→ EXTRAIT CHOISI:
***

Au cours de la dernière semaine d’octobre, nous avons connu une flambée de cas. Celle-ci a touché tant les collaborateurs que les résidents, ce qui a engendré une diminution drastique du personnel accompagnant. Certains lieux ont dû fermer temporairement, car il n’y avait plus assez de monde pour y travailler. Toutes les activités externes ont dû être annulées ou reportées.

Quelle a été la conséquence pour vos conditions de travail ?

Si le personnel avait été plus nombreux, nous aurions pu remplacer les collègues malades et mieux gérer la situation. Mais les quarantaines et les maladies se sont ajoutées au sous-effectif structurel. À certains endroits le manque de personnel était tel que, une fois épuisé le nombre des collègues, il a fallu embaucher des remplaçants au pied levé.
En temps normal, nous sommes déjà soumis à un stress très important, qui augmente encore avec cette situation incertaine.

Qu’en est-il du matériel de protection ?

Gants, gel hydroalcoolique, masques, thermomètres: le matériel de protection nécessaire aux équipes éducatives arrive au compte-gouttes. Les stocks commencent à s’épuiser.
Le médecin cantonal a décrété que le social, ainsi que ses différentes institutions, n’est pas un secteur prioritaire. Les masques ne nous sont donc plus distribués. Cette décision nous laisse perplexes, car nous comptons des personnes à risque, notamment chez les bénéficiaires, au sein de notre institution. Des actes médicaux y sont aussi prodigués par du personnel soignant.

***

→ LISTE FOURNIE:
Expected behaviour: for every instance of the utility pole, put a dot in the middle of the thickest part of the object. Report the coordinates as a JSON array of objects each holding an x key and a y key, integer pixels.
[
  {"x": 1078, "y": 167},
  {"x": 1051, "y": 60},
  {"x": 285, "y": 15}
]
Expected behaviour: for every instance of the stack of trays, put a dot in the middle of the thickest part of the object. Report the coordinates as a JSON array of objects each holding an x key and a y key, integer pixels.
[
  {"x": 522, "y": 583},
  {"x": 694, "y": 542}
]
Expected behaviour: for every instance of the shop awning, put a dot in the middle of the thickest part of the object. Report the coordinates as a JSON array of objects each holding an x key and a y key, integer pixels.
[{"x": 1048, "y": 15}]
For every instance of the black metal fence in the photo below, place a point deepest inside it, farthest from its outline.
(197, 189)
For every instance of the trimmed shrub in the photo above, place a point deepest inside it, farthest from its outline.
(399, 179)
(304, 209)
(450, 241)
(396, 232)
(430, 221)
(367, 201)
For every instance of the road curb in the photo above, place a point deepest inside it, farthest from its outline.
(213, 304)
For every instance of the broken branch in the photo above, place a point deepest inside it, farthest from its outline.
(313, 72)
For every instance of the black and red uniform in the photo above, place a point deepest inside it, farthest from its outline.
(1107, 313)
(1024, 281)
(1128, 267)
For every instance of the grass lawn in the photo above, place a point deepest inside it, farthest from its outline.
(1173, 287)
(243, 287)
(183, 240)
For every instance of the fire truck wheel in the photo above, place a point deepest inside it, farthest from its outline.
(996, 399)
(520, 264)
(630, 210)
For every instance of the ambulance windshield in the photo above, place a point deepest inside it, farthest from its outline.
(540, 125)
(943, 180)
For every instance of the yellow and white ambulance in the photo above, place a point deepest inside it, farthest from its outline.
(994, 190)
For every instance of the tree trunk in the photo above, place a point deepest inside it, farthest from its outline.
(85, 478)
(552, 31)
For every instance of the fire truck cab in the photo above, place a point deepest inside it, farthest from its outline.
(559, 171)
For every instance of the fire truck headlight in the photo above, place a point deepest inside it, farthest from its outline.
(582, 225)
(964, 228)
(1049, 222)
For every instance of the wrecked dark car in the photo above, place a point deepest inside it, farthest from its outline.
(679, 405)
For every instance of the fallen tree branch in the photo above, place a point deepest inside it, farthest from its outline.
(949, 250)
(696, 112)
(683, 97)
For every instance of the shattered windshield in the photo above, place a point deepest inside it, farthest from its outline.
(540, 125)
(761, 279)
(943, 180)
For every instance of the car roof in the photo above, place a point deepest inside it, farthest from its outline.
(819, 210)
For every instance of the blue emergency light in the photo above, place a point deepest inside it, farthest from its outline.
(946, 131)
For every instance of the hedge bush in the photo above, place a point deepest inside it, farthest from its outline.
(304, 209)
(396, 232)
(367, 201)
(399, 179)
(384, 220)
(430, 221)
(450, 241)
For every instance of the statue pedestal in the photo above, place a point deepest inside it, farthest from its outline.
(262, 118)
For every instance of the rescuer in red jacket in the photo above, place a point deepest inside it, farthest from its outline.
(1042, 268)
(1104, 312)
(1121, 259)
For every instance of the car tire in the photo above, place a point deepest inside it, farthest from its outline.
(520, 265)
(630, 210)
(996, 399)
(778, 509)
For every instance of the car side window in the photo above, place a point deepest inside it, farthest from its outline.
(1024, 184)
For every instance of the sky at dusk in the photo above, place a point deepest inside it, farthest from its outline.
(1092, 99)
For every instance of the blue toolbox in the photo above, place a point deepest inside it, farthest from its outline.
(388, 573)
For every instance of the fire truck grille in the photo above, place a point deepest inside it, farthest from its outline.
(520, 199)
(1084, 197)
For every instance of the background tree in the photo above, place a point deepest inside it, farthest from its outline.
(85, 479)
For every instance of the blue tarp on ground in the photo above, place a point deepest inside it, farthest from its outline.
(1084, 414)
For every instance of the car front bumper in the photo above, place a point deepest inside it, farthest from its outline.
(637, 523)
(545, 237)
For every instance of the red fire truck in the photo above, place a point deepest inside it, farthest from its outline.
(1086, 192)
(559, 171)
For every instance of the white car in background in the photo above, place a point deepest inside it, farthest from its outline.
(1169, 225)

***

→ QUESTIONS D'ÉTUDE:
#1 Répétez mot pour mot, dans l'entretien sur la flambée de cas, le passage allant de « En temps normal, nous » jusqu'à « du personnel soignant. ».
#2 Reprenez l'entretien sur la flambée de cas là où il s'arrête et poursuivez-le.
La liste ne vous servira pas ici.

→ CORRIGÉ PROPOSÉ:
#1
En temps normal, nous sommes déjà soumis à un stress très important, qui augmente encore avec cette situation incertaine.

Qu’en est-il du matériel de protection ?

Gants, gel hydroalcoolique, masques, thermomètres: le matériel de protection nécessaire aux équipes éducatives arrive au compte-gouttes. Les stocks commencent à s’épuiser.
Le médecin cantonal a décrété que le social, ainsi que ses différentes institutions, n’est pas un secteur prioritaire. Les masques ne nous sont donc plus distribués. Cette décision nous laisse perplexes, car nous comptons des personnes à risque, notamment chez les bénéficiaires, au sein de notre institution. Des actes médicaux y sont aussi prodigués par du personnel soignant.

#2
Conséquence de cette situation: nous sommes obligé-e-s d’acheter ce matériel de protection, en utilisant pour cela le montant destiné à d’autres activités.
Tout cela indique que les autorités compétentes ne se sont pas préparées correctement à cette deuxième vague, pourtant annoncée.

Comment le personnel réagit-il ?

Nous recevons beaucoup de directives d’en haut, parfois contradictoires. Mais sur le terrain, c’est une toute autre histoire.
Heureusement, nous nous entraidons beaucoup au sein des équipes ou entre les équipes.
En parallèle, nous essayons de centraliser et faire remonter les demandes du personnel vers la direction générale. Mais nous ne sommes jamais sûrs si l’information est bien passée ou non.

Quelles sont les mesures qui permettraient d’améliorer la situation ?

Face à la montée de la pandémie et ses conséquences sur notre travail, nous avons reçu des remerciements de la population, mais aussi de notre employeur.
Mais le coronavirus ne fait qu’exacerber le sous-effectif qui sévit depuis plusieurs années, et frappe l’ensemble du secteur social. Alors qu’en parallèle, l’aspect administratif prend de plus en plus de place, ce qui nous éloigne un peu du cœur de notre travail: créer avec la population que nous accompagnons des projets éducatifs et pédagogiques leur permettant de mieux vivre dans la société.
Pour mieux faire notre travail, c’est de personnel supplémentaire dont nous avons besoin. Ainsi que de distributions du matériel de protection.

Le social est très présent dans les mobilisations contre les baisses salariales…

La baisse des salaires proposée par le Conseil d’Etat a scandalisé les collègues du social, renforçant le sentiment de manque de reconnaissance de nos professions – alors que nous sommes aussi en première ligne dans cette pandémie !
Sans la deuxième vague de Covid-19, nous aurions été 18 000 dans la rue pour dénoncer les décisions du Conseil d’Etat. Dans mon secteur, le mouvement a bien pris, grâce à l’activité des délégations syndicales. La colère est plus forte qu’en 2015. Et la grève est perçue comme un outil de lutte légitime et efficace.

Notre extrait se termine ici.